A GALWAY consultant has suggested that the State’s attempt to improve standards of healthcare may be leading to a closure of long-stay wards in public hospitals.
Dr Shaun O’Keeffe, consultant in geriatric medicine at Merlin Park Hospital, said medical professionals believed hospital management was finding it “easier to let wards close” than to meet the targets required by the Health Information Quality Authority (Hiqa).
Dr O'Keeffe was speaking at The Irish Times/Pfizer Health Forum in NUI Galway last night.
The debate on the theme of The Ignored Demographic – Older People in Irelandwas chaired by Irish Times assistant editor Fintan O'Toole. Panel members were Dr O'Keeffe, Minister of State for Older People Áine Brady, Age Action chief executive Robin Webster and Active Retirement chief executive Maureen Kavanagh.
Dr O’Keeffe also highlighted difficulties with the Government’s Fair Deal scheme for financing nursing home care, and said that he was most concerned about its impact on public long-stay beds.
“There is a cohort of patients whose specific needs are best met in public long-stay units,” he said, although private nursing homes did a “marvellous job”.

---

- [Requirement 1]
Answer these questions using the news report on long-stay hospital wards:
(a) At which hospital does Dr Shaun O'Keeffe work as a consultant?
(b) Who chaired the debate at the health forum?
(c) Which government scheme for financing nursing home care did Dr O'Keeffe say had difficulties?
- [Requirement 2] Carry on the news report on long-stay hospital wards for older people from the end of its last sentence.

---

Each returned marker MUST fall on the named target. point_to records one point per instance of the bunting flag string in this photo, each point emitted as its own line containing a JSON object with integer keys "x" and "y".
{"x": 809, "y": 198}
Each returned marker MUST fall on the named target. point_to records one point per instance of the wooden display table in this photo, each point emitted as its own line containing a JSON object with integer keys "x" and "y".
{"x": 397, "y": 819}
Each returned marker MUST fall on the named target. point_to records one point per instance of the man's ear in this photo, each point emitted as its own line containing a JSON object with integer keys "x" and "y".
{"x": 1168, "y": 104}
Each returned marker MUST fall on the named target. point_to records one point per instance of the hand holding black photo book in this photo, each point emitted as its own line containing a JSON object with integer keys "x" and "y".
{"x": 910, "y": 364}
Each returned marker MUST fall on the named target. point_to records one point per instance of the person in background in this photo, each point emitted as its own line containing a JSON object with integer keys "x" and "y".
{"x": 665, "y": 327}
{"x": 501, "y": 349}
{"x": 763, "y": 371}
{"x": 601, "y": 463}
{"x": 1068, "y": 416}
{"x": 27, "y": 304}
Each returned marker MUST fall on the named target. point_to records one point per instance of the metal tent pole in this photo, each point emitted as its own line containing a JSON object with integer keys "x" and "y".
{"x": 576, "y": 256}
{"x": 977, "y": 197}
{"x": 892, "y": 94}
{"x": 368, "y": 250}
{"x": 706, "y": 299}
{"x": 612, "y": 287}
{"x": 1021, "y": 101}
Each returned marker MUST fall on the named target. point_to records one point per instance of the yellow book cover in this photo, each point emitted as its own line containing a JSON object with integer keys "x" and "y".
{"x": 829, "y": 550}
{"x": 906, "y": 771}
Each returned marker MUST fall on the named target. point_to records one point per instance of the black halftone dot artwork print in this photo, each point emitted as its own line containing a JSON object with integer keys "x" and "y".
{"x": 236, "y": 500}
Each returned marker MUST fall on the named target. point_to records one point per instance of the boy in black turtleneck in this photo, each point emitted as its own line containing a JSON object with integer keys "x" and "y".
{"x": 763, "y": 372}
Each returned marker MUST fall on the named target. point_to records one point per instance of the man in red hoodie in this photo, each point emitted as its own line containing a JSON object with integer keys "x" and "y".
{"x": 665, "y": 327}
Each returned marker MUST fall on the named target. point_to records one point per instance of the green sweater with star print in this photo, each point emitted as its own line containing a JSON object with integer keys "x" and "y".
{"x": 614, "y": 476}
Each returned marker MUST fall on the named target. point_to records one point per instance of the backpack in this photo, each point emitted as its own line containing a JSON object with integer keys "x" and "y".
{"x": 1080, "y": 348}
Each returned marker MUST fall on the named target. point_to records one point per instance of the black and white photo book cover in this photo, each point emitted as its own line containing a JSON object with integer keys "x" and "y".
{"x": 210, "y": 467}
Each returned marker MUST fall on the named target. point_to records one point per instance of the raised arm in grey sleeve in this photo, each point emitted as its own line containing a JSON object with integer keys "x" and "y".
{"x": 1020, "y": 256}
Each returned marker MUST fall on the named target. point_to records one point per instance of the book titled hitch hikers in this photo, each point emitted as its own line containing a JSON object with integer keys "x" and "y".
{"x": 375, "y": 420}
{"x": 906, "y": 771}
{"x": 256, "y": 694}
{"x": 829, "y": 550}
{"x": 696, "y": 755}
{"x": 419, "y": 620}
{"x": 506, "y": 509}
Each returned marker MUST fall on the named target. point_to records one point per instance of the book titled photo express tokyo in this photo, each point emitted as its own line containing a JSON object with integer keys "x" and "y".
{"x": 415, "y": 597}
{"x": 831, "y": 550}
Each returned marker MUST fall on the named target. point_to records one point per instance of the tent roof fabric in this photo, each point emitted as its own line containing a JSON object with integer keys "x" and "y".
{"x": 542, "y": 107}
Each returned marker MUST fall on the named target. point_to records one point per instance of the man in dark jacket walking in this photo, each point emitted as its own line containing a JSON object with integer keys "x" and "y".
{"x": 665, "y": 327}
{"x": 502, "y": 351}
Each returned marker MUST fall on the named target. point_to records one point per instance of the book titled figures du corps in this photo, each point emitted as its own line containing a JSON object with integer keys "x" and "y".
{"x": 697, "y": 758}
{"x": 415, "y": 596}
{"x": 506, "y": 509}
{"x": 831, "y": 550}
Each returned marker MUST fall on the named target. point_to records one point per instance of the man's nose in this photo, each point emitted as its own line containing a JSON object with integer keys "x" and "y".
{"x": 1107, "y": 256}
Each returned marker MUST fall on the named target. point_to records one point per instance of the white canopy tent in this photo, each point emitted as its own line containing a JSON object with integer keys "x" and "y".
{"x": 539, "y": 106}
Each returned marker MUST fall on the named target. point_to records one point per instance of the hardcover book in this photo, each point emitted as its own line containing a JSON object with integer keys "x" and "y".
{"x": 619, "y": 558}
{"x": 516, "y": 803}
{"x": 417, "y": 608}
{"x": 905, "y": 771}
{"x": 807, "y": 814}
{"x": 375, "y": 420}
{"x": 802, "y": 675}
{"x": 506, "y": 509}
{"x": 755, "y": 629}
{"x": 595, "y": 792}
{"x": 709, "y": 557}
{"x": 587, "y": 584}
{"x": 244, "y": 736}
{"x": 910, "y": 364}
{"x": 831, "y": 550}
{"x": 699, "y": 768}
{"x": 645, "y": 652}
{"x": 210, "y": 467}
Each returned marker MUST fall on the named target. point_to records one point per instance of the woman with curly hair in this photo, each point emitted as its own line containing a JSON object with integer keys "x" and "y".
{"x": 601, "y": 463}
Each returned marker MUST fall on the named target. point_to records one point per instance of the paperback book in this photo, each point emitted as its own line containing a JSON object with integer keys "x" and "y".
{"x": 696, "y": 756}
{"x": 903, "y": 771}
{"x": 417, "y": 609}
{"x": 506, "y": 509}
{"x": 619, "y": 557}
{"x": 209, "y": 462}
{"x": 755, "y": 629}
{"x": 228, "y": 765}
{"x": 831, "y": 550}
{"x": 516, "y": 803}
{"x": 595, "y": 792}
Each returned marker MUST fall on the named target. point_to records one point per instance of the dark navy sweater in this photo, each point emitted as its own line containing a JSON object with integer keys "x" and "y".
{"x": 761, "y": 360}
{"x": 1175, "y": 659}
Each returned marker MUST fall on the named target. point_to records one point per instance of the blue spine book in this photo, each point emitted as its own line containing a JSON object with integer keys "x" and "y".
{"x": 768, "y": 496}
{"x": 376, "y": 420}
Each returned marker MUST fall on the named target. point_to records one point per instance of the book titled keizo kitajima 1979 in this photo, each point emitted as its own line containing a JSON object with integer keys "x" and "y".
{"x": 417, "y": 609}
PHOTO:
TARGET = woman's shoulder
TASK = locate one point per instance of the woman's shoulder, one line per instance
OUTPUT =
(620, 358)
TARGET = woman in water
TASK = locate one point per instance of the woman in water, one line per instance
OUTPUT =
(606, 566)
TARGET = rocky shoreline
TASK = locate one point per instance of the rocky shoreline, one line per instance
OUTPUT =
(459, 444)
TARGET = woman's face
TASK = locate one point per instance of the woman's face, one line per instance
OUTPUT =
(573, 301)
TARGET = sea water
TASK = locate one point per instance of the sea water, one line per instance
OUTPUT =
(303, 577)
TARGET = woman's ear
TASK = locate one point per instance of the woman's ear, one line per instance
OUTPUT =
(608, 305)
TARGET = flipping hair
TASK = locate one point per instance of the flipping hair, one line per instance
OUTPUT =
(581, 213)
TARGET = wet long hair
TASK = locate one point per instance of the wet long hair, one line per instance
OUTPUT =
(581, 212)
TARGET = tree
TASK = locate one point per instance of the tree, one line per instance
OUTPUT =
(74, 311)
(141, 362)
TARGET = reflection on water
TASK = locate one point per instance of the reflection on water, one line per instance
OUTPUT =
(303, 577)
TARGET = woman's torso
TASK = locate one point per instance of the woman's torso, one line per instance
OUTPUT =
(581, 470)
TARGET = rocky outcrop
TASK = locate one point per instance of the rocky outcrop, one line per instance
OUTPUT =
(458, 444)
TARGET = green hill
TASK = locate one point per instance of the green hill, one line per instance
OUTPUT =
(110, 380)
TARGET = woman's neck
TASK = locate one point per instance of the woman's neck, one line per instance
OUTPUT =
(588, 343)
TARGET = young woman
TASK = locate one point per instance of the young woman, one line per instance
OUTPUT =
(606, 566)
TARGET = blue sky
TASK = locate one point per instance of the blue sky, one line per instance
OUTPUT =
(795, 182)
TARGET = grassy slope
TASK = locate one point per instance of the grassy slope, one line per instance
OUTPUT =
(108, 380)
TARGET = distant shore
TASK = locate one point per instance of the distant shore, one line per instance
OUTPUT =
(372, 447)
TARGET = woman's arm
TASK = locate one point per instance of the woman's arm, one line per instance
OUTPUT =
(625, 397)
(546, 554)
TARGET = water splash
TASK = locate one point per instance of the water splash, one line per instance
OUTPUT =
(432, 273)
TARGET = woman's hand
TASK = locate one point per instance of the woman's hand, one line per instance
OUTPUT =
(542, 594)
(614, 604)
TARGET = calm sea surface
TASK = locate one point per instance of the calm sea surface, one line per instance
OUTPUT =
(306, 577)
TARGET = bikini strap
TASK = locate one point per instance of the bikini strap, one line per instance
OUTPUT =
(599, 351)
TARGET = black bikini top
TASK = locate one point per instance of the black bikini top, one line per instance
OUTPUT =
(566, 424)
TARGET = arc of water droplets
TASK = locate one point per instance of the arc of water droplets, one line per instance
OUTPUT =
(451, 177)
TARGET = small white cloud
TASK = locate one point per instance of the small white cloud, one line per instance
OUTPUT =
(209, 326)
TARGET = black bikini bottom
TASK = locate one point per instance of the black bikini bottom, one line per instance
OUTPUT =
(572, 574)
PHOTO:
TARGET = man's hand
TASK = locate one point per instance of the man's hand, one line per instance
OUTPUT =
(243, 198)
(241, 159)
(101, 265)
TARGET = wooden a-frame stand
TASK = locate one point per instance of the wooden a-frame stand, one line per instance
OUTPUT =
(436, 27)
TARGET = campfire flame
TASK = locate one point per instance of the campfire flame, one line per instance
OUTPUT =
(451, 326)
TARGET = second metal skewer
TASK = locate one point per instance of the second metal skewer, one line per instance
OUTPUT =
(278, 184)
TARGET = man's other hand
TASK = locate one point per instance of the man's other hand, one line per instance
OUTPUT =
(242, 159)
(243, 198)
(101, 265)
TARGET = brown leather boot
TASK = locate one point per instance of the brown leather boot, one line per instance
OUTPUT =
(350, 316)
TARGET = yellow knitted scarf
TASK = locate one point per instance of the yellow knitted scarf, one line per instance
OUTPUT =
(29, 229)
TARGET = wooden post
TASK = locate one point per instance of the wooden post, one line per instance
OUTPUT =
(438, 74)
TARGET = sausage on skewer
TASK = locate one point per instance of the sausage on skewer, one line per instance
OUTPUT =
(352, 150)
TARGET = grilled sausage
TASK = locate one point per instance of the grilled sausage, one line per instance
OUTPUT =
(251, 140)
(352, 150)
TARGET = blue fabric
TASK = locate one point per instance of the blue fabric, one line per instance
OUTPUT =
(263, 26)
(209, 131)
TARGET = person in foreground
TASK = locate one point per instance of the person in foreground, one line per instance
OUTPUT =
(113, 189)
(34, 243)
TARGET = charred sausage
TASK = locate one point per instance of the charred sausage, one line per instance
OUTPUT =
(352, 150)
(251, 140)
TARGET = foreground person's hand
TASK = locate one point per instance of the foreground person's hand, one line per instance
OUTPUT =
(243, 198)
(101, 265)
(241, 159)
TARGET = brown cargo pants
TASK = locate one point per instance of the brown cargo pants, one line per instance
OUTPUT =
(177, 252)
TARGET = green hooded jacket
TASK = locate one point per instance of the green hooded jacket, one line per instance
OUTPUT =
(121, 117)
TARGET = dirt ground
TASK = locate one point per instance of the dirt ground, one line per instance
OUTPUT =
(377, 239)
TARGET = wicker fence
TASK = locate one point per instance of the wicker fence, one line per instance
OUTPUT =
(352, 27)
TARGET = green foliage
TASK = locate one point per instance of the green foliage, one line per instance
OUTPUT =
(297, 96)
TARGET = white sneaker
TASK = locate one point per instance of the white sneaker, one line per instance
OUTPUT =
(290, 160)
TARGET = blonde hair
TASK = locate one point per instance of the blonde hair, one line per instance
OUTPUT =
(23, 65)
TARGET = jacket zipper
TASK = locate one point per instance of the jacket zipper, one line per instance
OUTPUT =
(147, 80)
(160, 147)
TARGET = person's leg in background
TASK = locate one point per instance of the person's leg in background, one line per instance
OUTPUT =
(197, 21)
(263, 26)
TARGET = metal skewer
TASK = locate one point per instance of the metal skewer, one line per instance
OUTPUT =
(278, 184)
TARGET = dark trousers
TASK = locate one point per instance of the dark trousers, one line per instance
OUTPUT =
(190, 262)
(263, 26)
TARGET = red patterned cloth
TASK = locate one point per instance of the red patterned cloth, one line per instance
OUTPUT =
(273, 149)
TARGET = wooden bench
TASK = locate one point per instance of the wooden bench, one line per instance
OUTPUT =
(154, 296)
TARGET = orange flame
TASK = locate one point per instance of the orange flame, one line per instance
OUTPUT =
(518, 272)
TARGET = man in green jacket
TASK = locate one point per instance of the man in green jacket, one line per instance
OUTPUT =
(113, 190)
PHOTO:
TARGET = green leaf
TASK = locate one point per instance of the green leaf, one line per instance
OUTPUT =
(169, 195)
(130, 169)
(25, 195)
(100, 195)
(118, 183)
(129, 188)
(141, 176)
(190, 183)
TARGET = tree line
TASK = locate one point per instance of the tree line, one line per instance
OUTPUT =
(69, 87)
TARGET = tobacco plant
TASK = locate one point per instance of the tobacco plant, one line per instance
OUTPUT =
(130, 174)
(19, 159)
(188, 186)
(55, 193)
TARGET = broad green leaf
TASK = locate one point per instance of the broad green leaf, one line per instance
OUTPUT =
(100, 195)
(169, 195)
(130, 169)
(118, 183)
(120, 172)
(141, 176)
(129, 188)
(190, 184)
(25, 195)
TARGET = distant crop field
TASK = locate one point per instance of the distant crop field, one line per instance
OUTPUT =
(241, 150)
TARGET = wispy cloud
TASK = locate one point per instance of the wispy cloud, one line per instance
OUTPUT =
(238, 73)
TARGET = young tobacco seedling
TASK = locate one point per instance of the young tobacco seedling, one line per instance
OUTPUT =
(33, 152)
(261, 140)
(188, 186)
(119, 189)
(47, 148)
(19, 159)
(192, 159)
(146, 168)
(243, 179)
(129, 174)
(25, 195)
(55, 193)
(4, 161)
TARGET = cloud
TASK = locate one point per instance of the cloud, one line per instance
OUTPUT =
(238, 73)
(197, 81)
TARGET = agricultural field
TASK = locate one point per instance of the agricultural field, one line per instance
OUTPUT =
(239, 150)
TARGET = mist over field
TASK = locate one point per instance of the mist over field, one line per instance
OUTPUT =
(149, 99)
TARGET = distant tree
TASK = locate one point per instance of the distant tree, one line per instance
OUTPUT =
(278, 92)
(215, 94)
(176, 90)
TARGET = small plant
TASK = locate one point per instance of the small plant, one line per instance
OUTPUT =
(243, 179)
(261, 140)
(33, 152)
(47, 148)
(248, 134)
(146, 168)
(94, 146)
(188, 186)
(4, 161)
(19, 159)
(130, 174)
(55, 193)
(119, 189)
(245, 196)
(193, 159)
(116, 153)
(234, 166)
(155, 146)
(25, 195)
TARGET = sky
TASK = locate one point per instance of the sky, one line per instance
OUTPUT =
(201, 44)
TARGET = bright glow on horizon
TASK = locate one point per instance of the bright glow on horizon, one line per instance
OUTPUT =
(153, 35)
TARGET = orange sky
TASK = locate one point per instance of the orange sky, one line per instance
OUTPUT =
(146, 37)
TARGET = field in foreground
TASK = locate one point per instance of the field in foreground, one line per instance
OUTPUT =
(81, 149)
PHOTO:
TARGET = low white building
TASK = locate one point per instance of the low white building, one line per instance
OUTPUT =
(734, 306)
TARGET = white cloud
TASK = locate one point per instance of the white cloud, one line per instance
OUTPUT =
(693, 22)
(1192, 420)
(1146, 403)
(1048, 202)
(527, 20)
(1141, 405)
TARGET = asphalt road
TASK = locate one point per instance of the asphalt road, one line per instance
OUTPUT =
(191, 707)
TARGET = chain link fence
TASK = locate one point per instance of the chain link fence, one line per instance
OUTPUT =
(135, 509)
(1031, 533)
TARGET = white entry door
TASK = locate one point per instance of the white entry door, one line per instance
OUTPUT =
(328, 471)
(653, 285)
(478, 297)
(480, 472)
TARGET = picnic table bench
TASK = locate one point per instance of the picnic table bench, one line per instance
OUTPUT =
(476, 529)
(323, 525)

---

- [Result 1]
(a) Merlin Park Hospital
(b) Fintan O'Toole, assistant editor of The Irish Times
(c) The Fair Deal scheme

- [Result 2]
Ms Brady said Hiqa was “not going around condemning buildings” and was committed to “patient-centred care”, including activities for older people. Nor was the Government “driving people away from public to private facilities,” she said. She acknowledged a “major glitch” with Fair Deal in relation to younger people requiring nursing home care.
“We need to be prepared for an increase in the incidence of Alzheimer’s disease and dementia,” she added. She was concerned that the recession would have “as little impact as possible” on services for older people.
A number of participants in the audience, including healthcare professionals, voiced criticism of the lack of adequate resources, specifically the lack of vital therapies available to people in private nursing homes, including physiotherapy and occupational therapy.
Ms Kavanagh said the recession had hit many of her members, with the carbon tax and prescriptions costs eating into the budgets of older people on limited incomes.